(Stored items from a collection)
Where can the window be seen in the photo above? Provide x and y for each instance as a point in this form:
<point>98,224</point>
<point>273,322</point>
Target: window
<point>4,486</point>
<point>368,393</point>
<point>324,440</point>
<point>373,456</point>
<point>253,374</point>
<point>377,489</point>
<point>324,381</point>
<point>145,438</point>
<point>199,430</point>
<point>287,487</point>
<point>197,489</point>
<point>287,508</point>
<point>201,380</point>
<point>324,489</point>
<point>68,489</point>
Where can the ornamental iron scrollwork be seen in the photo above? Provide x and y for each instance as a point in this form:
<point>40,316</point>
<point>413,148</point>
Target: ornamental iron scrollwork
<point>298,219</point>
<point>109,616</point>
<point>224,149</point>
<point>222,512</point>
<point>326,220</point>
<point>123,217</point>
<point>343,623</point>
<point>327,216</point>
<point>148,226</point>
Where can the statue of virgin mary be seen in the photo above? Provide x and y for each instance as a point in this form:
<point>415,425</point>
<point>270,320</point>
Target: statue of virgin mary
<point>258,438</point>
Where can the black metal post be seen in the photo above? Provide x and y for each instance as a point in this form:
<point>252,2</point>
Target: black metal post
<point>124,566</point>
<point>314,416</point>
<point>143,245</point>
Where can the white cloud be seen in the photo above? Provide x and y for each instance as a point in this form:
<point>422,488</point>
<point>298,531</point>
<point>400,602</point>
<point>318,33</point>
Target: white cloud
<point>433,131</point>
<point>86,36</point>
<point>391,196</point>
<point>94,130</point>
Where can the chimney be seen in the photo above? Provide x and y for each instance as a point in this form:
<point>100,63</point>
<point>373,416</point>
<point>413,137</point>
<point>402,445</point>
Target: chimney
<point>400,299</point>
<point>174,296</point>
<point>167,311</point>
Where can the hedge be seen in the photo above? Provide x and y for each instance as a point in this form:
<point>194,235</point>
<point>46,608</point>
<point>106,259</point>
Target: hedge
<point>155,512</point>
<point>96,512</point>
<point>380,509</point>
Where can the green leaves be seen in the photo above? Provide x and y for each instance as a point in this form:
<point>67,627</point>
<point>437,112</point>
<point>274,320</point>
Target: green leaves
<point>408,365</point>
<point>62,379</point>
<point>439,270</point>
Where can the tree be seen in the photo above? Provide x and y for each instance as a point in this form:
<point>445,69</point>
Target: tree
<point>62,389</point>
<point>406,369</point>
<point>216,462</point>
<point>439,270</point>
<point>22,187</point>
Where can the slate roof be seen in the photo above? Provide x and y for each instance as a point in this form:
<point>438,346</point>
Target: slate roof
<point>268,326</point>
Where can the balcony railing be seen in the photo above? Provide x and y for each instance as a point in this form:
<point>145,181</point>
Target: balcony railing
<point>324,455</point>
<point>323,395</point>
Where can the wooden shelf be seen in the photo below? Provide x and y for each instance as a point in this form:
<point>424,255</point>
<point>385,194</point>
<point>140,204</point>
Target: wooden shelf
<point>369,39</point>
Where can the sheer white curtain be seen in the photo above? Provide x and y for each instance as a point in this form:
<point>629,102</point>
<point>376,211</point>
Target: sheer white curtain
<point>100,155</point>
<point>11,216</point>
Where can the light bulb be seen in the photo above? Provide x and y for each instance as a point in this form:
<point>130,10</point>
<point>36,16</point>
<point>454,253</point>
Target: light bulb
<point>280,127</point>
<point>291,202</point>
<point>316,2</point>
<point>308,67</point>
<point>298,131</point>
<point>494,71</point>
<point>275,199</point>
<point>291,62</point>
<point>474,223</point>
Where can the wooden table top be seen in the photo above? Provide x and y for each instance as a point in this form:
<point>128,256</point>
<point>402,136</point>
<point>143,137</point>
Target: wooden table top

• **Brief**
Write the entries above out again. Match them exactly.

• **Exercise answer**
Where can the window be seen in the photo above? Provide x and y for each instance as a point in this form:
<point>98,224</point>
<point>273,322</point>
Target: window
<point>4,486</point>
<point>368,393</point>
<point>324,440</point>
<point>373,456</point>
<point>253,374</point>
<point>377,489</point>
<point>324,381</point>
<point>145,438</point>
<point>199,430</point>
<point>287,487</point>
<point>197,489</point>
<point>287,508</point>
<point>201,380</point>
<point>324,489</point>
<point>68,489</point>
Where can the ornamental iron scrollwork be seen in the photo above? Provide x and y for each instance as a point in this form:
<point>40,316</point>
<point>413,148</point>
Target: ornamental iron scrollwork
<point>298,219</point>
<point>109,616</point>
<point>224,149</point>
<point>222,512</point>
<point>326,220</point>
<point>123,217</point>
<point>343,623</point>
<point>327,216</point>
<point>148,226</point>
Where can the statue of virgin mary be seen in the photo above? Provide x and y for each instance as a point in this form:
<point>415,425</point>
<point>270,320</point>
Target: statue of virgin mary
<point>258,438</point>
Where can the black metal post be seen in the photo above? Provide x and y for each instance as a point in this form:
<point>252,2</point>
Target: black metal post
<point>124,566</point>
<point>314,416</point>
<point>143,245</point>
Where can the white cloud be seen in the photo above? Provide x and y for each instance as a point in this form:
<point>422,488</point>
<point>298,531</point>
<point>400,602</point>
<point>318,33</point>
Target: white cloud
<point>433,131</point>
<point>86,36</point>
<point>391,196</point>
<point>94,130</point>
Where can the chimney be seen in the photo above? Provide x and y for each instance as a point in this form:
<point>100,63</point>
<point>373,416</point>
<point>413,137</point>
<point>402,445</point>
Target: chimney
<point>400,299</point>
<point>174,296</point>
<point>167,311</point>
Where can the hedge be seen in the photo above? Provide x and y for each instance as a point in this form:
<point>194,235</point>
<point>46,608</point>
<point>106,259</point>
Target: hedge
<point>155,512</point>
<point>96,512</point>
<point>380,509</point>
Where can the green leaves be seen in the photo above? Provide x and y for each instance as a point in this form:
<point>67,627</point>
<point>437,112</point>
<point>274,320</point>
Target: green leaves
<point>408,365</point>
<point>62,379</point>
<point>439,270</point>
Where can the tree be seen in the photo above? Provide x and y for each instance as a point in this form:
<point>445,69</point>
Target: tree
<point>62,389</point>
<point>406,369</point>
<point>216,462</point>
<point>439,270</point>
<point>22,187</point>
Where can the slate roof be seen in the photo above? Provide x and y for each instance as a point in this form:
<point>438,346</point>
Target: slate roof
<point>268,326</point>
Where can the balcony railing be seen in the photo above? Provide x and y for each instance as a point in this form:
<point>145,181</point>
Target: balcony railing
<point>324,455</point>
<point>323,395</point>
Where can the wooden shelf be seen in the photo below? Provide x and y for each instance as a point in this form:
<point>424,255</point>
<point>385,194</point>
<point>140,204</point>
Target: wooden shelf
<point>369,39</point>
Where can the sheer white curtain be seen in the photo above? Provide x and y for each instance as a point in this form:
<point>629,102</point>
<point>376,211</point>
Target: sheer white curtain
<point>100,155</point>
<point>11,216</point>
Where can the light bulb be seen in the photo above? Provide x and y for each instance as a point in this form:
<point>130,10</point>
<point>36,16</point>
<point>454,253</point>
Target: light bulb
<point>280,127</point>
<point>291,202</point>
<point>316,2</point>
<point>308,67</point>
<point>298,131</point>
<point>494,71</point>
<point>275,199</point>
<point>291,62</point>
<point>474,223</point>
Where can the wooden table top be seen in the photo above? Provide x and y for each instance as a point in this form:
<point>128,256</point>
<point>402,136</point>
<point>143,137</point>
Target: wooden table top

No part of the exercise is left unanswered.